# Selected extract
* * *
Fiji’s skills gap is now a threat to national growth

Employers across hospitality, construction and technology are reporting severe shortages, he said.

Monday 24 November 2025 | 19:00

foreign-workers

Foreign workers at a construction site in Suva.

Photo: Ronald Kumar

Fiji’s economic future is being held back by a deepening skills crisis that demands a major reset of the country’s entire workforce system, says Permanent Secretary for Employment, Productivity and Workplace Relations Maritino Nemani.

Speaking at the Fiji Commerce & Employers Federation’s TOPEX 2025 conference in Denarau, Mr Nemani said the Government is shifting away from “incremental adjustments” and moving toward a fundamental transformation of Fiji’s skills ecosystem.

“Fiji's skills gap is a constraint on our economic growth, our competitive advantage, and our ability to deliver opportunity to an entire generation of Fijians,” he said.

Employers across hospitality, construction and technology are reporting severe shortages, he said.

“Employers consistently report difficulty finding workers with fundamental technical skills. Tourism operators face shortages of qualified hospitality managers. Construction firms struggle to recruit skilled tradespeople. Technology companies cannot find competent developers and data analysts in sufficient numbers.”

Mr Nemani said Government is restoring credibility in the labour sector, with the Employment Relations Advisory Board now operational and Fiji earning international praise for its reform programme.

The ILO Director-General recently commended Fiji for having “under-promised but over-delivered” on labour reforms.

He outlined a sweeping three-stage plan, beginning with education reform, followed by aligning TVET and tertiary education with industry needs, and finally employer-led upskilling and workforce development.


Three-stage transformation: education, training, workforce upskilling

1. Fixing education foundations

Government will overhaul curriculum from the earliest levels by:

  • embedding digital literacy from primary school
  • strengthening STEM curriculum tied to economic needs
  • teaching critical thinking through Fijian business case studies
  • ensuring multilingual proficiency (English, Fijian, Hindi)
  • integrating environmental and climate adaptation education

He said a major weakness must be corrected: “And importantly we’re not teaching work values, ethics, civility, respect, life and social skills from pre-primary level. Something that has been missing in Fiji’s education system for a very long time. We’re talking about employment issues but we not talking about the root cause like our education system.”


2. Aligning TVET and tertiary skills to industry

Training programs will be redesigned around key sectors including tourism, construction, agriculture, marine resources and renewable energy.
He said industry-recognised IT qualifications, including AI applications, must become standard.

Workplace competencies will be embedded across all tertiary programs, supported by internships, volunteer pathways and employer-driven curriculum updates.


3. Upskilling Fiji’s existing workforce

Employers will be expected to strengthen immediate capacity by:

  • expanding upskilling programs
  • investing in digital transformation
  • creating leadership pathways
  • improving retention through workplace culture and compensation

He also revealed that Government is exploring the creation of an independent skills authority modelled on Jobs and Skills Australia.

“Rather than debating whether engineer shortages exist, an independent body would provide data-driven analysis of gaps, their magnitude, and causation.”

On migration, he warned against defeatist rhetoric.

“The solution isn't to stop training. The solution is to make staying attractive through competitive wages, clear career pathways, and workplace culture.”

Mr Nemani ended with a call for collective action.

“Doing nothing guarantees failure. Starting today means results begin accumulating immediately… We must build institutional capacity that will serve Fiji for decades.”
* * *
# Exercise prompt
Transcribe the passage of the article on Fiji's skills gap between "Mr Nemani said Government" and "its reform programme.", inclusive.
* * *
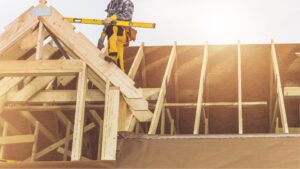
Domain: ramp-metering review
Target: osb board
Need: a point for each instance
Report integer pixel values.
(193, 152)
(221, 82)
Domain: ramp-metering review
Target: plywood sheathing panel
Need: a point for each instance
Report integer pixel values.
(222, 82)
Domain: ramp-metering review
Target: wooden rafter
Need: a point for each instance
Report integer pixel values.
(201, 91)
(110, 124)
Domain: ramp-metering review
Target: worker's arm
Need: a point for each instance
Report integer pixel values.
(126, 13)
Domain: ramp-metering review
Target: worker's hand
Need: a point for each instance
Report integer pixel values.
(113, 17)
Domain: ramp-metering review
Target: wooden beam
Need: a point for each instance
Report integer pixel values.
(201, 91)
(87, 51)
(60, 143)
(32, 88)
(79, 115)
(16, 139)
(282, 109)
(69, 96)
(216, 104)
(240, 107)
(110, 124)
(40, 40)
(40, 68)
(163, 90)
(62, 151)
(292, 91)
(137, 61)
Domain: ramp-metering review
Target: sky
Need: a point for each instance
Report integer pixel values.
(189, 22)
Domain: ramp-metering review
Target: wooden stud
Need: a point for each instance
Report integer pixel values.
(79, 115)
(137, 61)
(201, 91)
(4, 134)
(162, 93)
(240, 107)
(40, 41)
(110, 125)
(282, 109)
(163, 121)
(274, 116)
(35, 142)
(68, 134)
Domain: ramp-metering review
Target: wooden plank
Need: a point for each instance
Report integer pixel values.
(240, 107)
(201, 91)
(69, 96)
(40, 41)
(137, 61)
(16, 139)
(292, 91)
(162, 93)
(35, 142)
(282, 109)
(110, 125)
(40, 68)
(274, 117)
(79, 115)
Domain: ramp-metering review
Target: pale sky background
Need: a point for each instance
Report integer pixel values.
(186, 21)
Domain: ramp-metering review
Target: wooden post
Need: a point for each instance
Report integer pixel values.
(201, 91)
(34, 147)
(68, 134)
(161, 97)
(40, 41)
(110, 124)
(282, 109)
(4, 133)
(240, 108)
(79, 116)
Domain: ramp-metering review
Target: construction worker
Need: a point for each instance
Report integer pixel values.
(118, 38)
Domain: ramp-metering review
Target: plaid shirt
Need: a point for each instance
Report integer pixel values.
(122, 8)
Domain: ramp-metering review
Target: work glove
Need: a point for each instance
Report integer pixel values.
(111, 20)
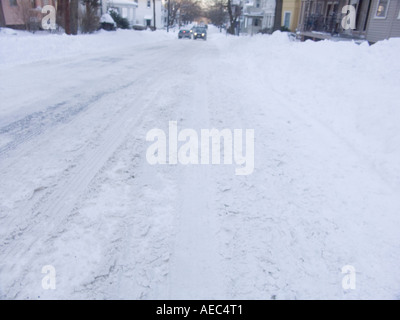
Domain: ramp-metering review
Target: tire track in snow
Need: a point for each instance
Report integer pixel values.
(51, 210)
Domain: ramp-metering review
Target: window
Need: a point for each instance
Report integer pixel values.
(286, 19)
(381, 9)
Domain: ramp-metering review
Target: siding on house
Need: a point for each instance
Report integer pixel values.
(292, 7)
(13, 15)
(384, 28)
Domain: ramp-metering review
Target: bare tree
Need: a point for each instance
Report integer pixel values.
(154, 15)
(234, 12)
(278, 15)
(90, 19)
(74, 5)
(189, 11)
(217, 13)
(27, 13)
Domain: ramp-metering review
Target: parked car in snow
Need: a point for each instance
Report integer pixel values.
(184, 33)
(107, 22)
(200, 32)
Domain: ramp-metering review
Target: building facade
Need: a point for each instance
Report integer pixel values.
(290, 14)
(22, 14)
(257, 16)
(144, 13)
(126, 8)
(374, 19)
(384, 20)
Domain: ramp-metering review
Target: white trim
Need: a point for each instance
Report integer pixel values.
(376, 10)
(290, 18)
* * *
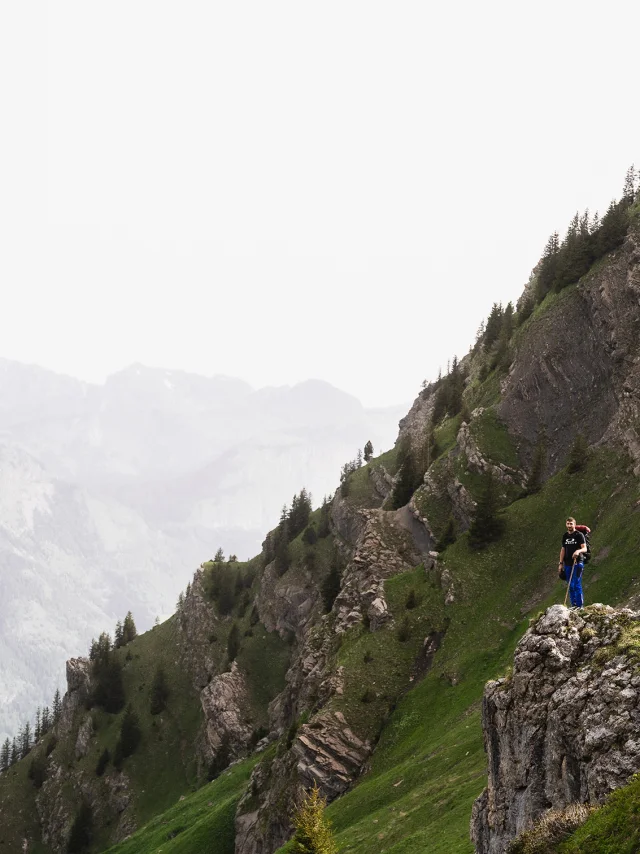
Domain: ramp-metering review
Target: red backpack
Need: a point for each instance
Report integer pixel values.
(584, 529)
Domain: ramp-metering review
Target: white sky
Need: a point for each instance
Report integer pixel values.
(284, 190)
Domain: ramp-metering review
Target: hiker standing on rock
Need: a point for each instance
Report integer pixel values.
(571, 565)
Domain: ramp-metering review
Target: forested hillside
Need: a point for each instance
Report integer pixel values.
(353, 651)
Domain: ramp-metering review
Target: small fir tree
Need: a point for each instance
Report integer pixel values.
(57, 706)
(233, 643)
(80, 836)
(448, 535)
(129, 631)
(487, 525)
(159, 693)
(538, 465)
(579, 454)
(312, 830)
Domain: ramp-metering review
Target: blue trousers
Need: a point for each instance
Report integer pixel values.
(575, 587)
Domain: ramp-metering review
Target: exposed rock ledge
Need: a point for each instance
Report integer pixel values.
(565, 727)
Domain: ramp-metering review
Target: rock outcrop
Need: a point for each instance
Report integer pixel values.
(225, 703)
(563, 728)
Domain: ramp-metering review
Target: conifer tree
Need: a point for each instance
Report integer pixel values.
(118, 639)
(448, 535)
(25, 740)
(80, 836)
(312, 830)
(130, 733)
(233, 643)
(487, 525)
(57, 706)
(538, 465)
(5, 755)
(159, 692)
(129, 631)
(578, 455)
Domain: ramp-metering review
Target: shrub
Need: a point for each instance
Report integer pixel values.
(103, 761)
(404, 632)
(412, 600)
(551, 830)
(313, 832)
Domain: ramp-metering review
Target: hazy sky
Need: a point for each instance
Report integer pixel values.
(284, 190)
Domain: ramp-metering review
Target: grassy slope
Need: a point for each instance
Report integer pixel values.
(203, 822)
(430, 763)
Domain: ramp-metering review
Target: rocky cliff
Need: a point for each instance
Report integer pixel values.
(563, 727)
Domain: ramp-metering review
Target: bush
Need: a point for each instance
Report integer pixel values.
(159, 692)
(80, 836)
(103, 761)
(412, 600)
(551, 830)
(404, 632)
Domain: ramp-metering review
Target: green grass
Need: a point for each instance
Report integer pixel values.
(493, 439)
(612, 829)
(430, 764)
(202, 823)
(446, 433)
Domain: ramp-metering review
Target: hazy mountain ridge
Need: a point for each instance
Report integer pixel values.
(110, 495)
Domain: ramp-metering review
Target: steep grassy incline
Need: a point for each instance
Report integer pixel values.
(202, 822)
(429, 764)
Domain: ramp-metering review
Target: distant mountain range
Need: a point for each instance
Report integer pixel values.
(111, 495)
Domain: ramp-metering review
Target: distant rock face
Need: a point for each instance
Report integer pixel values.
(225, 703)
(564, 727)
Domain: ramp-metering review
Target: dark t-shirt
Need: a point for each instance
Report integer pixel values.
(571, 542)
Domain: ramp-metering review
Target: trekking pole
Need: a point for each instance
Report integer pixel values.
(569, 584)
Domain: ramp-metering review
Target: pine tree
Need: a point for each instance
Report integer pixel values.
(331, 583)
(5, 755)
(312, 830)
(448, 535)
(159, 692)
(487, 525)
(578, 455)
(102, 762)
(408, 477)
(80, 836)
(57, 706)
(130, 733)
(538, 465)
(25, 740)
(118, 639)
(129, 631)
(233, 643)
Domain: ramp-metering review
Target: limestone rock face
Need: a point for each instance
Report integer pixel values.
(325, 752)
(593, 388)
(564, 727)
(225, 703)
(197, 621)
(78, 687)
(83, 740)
* * *
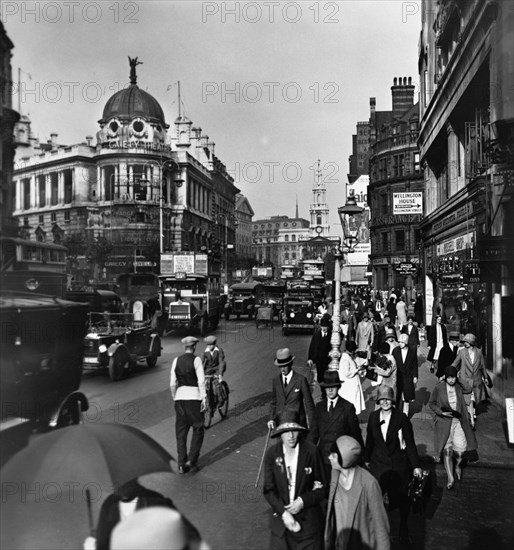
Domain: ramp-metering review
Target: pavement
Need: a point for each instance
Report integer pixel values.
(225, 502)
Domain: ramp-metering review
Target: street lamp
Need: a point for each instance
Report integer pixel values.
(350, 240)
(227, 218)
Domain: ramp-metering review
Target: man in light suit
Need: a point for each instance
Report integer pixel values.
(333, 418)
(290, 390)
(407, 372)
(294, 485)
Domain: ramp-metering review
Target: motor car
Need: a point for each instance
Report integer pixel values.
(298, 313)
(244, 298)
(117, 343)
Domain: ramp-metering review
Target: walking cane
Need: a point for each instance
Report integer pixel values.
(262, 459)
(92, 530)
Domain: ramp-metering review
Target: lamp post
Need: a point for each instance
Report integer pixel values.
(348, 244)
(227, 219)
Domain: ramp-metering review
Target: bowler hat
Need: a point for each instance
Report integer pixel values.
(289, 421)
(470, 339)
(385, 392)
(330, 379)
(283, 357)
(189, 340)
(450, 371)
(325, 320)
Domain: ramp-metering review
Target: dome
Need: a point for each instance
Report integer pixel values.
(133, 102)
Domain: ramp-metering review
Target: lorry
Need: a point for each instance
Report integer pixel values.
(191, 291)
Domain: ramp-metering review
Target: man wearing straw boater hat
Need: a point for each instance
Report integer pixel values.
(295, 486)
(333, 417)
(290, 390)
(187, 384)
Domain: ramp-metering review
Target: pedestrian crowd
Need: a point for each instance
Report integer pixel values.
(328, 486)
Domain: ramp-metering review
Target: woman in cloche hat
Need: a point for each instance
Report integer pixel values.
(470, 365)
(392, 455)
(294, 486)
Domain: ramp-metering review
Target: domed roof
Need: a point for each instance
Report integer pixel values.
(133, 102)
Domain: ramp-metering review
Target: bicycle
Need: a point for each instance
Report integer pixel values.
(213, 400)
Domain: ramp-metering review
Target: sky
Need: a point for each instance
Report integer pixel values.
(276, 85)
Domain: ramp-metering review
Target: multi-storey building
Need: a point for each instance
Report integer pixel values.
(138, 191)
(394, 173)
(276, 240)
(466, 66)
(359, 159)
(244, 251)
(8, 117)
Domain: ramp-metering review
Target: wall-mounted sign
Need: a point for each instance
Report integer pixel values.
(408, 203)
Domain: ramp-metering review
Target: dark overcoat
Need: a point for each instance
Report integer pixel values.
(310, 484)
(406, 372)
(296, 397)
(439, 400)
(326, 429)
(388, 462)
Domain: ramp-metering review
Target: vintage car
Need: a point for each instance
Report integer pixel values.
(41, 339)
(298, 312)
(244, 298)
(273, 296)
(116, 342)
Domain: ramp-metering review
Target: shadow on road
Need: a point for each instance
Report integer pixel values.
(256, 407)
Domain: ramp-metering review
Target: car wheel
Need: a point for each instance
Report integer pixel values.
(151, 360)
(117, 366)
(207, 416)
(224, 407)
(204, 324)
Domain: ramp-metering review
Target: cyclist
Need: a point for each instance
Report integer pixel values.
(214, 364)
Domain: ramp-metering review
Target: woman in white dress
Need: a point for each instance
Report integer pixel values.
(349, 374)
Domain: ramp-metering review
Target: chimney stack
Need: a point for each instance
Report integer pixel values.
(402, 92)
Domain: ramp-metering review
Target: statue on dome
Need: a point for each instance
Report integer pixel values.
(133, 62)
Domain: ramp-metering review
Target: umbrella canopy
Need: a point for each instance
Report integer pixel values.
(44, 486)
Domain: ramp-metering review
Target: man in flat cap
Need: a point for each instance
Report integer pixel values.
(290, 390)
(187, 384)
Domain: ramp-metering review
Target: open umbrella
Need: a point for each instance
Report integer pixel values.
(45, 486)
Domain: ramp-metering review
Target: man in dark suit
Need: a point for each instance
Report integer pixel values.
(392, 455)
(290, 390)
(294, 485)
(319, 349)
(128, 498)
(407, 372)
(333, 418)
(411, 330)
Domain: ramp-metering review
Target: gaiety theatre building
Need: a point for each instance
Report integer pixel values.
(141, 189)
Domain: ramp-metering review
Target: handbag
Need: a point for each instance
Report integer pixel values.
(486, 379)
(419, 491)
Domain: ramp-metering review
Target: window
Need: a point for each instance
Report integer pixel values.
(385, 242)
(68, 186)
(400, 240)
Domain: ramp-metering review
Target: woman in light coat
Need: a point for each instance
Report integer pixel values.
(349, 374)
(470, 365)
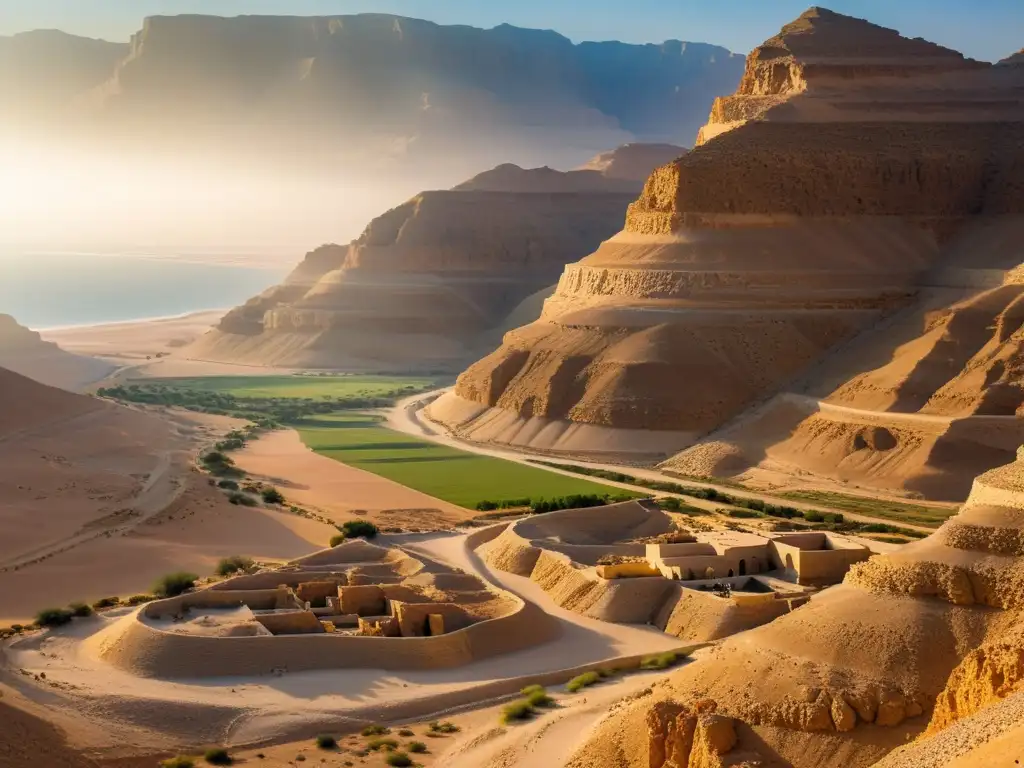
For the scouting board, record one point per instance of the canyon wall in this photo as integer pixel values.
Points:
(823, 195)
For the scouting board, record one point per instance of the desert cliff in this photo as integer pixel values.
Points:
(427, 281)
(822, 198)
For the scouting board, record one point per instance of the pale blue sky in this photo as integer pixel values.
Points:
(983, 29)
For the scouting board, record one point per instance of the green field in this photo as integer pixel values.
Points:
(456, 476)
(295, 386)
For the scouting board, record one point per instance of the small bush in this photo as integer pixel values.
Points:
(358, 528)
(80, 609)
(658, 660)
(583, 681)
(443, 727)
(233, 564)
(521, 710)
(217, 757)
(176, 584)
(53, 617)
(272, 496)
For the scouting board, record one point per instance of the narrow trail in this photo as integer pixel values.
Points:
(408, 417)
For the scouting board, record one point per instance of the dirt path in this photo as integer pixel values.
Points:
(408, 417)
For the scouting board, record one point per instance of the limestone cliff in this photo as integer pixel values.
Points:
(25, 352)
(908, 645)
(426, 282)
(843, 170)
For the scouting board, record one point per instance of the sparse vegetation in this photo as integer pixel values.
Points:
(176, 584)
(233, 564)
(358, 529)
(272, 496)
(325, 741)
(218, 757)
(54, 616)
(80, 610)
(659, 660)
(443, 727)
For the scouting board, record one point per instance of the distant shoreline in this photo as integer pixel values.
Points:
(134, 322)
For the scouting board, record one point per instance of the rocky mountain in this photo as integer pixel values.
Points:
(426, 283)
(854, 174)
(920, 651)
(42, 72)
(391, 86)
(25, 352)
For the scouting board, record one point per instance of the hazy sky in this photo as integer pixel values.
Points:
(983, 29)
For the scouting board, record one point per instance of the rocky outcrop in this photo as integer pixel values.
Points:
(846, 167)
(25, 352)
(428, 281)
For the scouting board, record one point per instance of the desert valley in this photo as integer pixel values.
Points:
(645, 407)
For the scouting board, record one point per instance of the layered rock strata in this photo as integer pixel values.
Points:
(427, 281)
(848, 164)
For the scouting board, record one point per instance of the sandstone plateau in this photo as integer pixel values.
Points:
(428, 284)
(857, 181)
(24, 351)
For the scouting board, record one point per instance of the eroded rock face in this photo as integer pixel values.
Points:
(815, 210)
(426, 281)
* * *
# Written solution
Mr Nemani said Government is restoring credibility in the labour sector, with the Employment Relations Advisory Board now operational and Fiji earning international praise for its reform programme.